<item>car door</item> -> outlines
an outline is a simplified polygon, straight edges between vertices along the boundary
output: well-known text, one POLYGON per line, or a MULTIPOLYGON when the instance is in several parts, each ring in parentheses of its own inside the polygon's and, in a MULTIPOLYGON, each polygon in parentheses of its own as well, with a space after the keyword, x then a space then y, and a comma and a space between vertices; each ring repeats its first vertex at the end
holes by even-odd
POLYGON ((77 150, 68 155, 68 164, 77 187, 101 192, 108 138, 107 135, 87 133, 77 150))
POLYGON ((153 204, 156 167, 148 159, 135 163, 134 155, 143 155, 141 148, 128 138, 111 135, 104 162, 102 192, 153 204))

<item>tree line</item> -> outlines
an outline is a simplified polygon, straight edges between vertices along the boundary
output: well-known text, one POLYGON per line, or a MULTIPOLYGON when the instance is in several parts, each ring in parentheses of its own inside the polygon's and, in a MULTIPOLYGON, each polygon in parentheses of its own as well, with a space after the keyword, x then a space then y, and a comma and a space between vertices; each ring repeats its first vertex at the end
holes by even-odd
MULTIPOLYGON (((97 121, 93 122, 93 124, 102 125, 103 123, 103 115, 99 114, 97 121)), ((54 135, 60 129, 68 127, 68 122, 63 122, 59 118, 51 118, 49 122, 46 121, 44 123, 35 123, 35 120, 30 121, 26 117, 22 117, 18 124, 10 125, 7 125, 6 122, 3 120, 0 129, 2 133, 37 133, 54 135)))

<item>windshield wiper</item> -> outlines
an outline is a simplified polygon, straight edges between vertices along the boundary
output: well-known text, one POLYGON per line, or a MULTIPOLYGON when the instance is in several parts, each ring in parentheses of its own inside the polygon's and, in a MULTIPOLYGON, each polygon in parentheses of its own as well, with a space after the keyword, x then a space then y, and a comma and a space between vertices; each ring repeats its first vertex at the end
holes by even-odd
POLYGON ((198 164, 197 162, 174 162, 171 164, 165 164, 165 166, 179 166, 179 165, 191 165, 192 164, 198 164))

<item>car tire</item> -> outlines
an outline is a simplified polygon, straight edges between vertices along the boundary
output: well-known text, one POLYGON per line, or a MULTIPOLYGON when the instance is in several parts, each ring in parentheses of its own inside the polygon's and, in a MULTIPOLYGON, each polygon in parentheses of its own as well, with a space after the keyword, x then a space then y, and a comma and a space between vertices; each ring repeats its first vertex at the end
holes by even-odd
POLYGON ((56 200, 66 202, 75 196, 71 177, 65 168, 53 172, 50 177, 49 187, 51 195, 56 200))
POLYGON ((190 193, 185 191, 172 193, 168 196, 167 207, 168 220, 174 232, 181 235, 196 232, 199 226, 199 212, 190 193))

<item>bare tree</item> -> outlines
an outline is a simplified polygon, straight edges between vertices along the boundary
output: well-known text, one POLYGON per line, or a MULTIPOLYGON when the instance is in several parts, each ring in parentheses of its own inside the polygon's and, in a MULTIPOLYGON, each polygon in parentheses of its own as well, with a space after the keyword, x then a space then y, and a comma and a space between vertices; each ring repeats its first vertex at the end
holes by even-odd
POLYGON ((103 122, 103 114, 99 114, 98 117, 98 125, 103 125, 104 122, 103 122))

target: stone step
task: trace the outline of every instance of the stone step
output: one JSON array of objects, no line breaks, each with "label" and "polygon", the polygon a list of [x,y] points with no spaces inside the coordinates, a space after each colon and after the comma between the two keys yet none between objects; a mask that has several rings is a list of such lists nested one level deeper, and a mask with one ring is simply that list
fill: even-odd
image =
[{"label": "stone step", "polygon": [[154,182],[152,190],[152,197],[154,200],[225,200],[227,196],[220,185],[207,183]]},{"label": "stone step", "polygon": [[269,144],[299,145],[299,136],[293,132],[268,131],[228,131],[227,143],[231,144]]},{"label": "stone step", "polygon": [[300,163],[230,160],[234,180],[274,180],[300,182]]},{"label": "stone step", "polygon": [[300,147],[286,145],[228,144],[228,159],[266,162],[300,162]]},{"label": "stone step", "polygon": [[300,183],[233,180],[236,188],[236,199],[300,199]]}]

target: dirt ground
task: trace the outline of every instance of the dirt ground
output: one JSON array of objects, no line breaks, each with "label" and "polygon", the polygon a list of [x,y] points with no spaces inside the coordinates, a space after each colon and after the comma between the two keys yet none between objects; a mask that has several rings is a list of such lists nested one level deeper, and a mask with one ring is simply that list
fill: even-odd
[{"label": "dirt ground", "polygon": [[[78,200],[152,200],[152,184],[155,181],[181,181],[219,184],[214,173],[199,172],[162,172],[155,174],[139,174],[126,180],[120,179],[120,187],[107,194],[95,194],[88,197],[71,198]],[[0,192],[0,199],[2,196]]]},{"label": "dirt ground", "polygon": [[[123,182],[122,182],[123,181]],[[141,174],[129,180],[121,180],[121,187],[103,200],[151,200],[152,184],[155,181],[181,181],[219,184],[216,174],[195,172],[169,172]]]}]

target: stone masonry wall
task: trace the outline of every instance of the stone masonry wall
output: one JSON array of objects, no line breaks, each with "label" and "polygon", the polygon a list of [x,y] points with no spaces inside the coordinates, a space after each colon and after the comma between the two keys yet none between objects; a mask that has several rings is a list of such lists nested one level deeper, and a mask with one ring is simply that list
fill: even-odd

*PROBLEM TO WORK ON*
Print all of the records above again, word for word and without any changes.

*ANSWER TO THE TASK*
<item>car door</item> -> outlines
an outline is a simplified polygon, straight edges between vertices along the boundary
output: well-known text, one POLYGON per line, or a MULTIPOLYGON when the instance is in several parts, each ring in parentheses of its own inside the polygon's and, in a MULTIPOLYGON, each polygon in parentheses of its own as well, with a space after the keyword, x then a space then y, and a comma and a space between vertices; each ring repeats its first vertex at the end
holes by even-odd
POLYGON ((77 150, 68 155, 68 164, 77 187, 101 192, 108 138, 107 135, 87 133, 77 150))
POLYGON ((153 204, 156 167, 148 159, 135 163, 134 155, 143 155, 141 148, 128 138, 111 135, 104 162, 102 192, 153 204))

<item>tree line</item> -> outlines
an outline is a simplified polygon, straight edges between vertices along the boundary
output: well-known text, one POLYGON per line, or a MULTIPOLYGON when the instance is in several parts, each ring in parentheses of its own inside the polygon's and, in a MULTIPOLYGON, each polygon in parentheses of its own as well, with a space after the keyword, x then a space then y, and a comma and a space between vertices; each ring repeats its first vertex at the end
holes by even-odd
MULTIPOLYGON (((97 121, 93 122, 93 124, 102 125, 103 123, 103 115, 99 114, 97 121)), ((54 135, 60 129, 68 127, 68 122, 63 122, 59 118, 51 118, 49 122, 46 121, 44 123, 35 123, 35 120, 30 121, 26 117, 22 117, 18 124, 10 125, 7 125, 6 122, 3 120, 0 129, 2 133, 37 133, 54 135)))

<item>windshield wiper</item> -> outlines
an outline is a simplified polygon, straight edges between vertices along the boundary
output: well-known text, one POLYGON per line, or a MULTIPOLYGON when the instance is in several parts, each ring in parentheses of its own inside the polygon's and, in a MULTIPOLYGON, each polygon in parentheses of its own as well, with a space after the keyword, x then a space then y, and a comma and a space between vertices; each ring repeats its first vertex at the end
holes by even-odd
POLYGON ((198 164, 197 162, 174 162, 171 164, 165 164, 165 166, 179 166, 179 165, 191 165, 192 164, 198 164))

<item>car tire</item> -> outlines
an outline is a simplified polygon, straight edges between vertices along the boundary
output: well-known text, one POLYGON per line, or a MULTIPOLYGON when the instance is in several parts, each ring in parentheses of its own inside the polygon's and, in a MULTIPOLYGON, each polygon in parentheses of its own as well, with a space after the keyword, x then a space then y, and a comma and a space between vertices; each ring repeats its first vertex at the end
holes by even-odd
POLYGON ((56 200, 66 202, 75 196, 71 177, 65 168, 53 172, 50 177, 49 187, 51 195, 56 200))
POLYGON ((190 193, 185 191, 172 193, 168 196, 167 207, 168 220, 174 232, 181 235, 196 232, 199 226, 199 212, 190 193))

<item>bare tree</item> -> outlines
an outline is a simplified polygon, straight edges between vertices along the boundary
output: well-known text, one POLYGON per line, or a MULTIPOLYGON when the instance is in several parts, each ring in parentheses of its own inside the polygon's and, in a MULTIPOLYGON, each polygon in parentheses of its own as well, with a space after the keyword, x then a space then y, and a comma and a space between vertices; each ring repeats its first vertex at the end
holes by even-odd
POLYGON ((103 122, 103 114, 99 114, 98 117, 98 125, 103 125, 104 122, 103 122))

target: stone step
task: trace the outline of every instance of the stone step
output: one JSON array of objects, no line breaks, each with "label" and "polygon", the polygon a list of [x,y] points with no spaces inside the coordinates, a space after each colon and after the comma between the two keys yet none between objects; a mask that has several rings is a list of such lists nested one level deeper, and a mask with one ring is simply that list
fill: even-odd
image =
[{"label": "stone step", "polygon": [[154,182],[152,190],[152,197],[154,200],[225,200],[227,196],[220,185],[207,183]]},{"label": "stone step", "polygon": [[269,144],[299,145],[299,136],[293,132],[268,131],[228,131],[227,143],[231,144]]},{"label": "stone step", "polygon": [[300,163],[230,160],[234,180],[274,180],[300,182]]},{"label": "stone step", "polygon": [[300,147],[286,145],[228,144],[228,159],[266,162],[300,162]]},{"label": "stone step", "polygon": [[300,183],[233,180],[236,188],[236,199],[300,199]]}]

target: dirt ground
task: trace the outline of every instance of the dirt ground
output: one JSON array of objects, no line breaks, each with "label" and "polygon", the polygon a list of [x,y] points with no spaces inside the coordinates, a space after each colon and after the comma between the two keys yet none between objects; a mask that has several rings is a list of such lists nested one level deeper, and a mask with one ring is simply that list
fill: even-odd
[{"label": "dirt ground", "polygon": [[[78,200],[152,200],[152,184],[155,181],[181,181],[219,184],[214,173],[199,172],[162,172],[155,174],[139,174],[126,180],[120,179],[120,187],[107,194],[95,194],[88,197],[71,198]],[[0,192],[0,199],[2,196]]]},{"label": "dirt ground", "polygon": [[[123,182],[122,182],[123,181]],[[141,174],[129,180],[121,180],[121,187],[103,200],[151,200],[152,184],[155,181],[181,181],[219,184],[216,174],[195,172],[169,172]]]}]

target: stone masonry wall
task: trace the outline of every instance of the stone masonry wall
output: one JSON array of objects, no line breaks, each with "label" and "polygon", the polygon a list of [x,y] points with no spaces inside the coordinates, a space after each colon and after the comma between the two keys yet none between objects; a mask that has several rings is a list of such lists nested one level deeper, and a mask with one ring is simply that list
fill: even-odd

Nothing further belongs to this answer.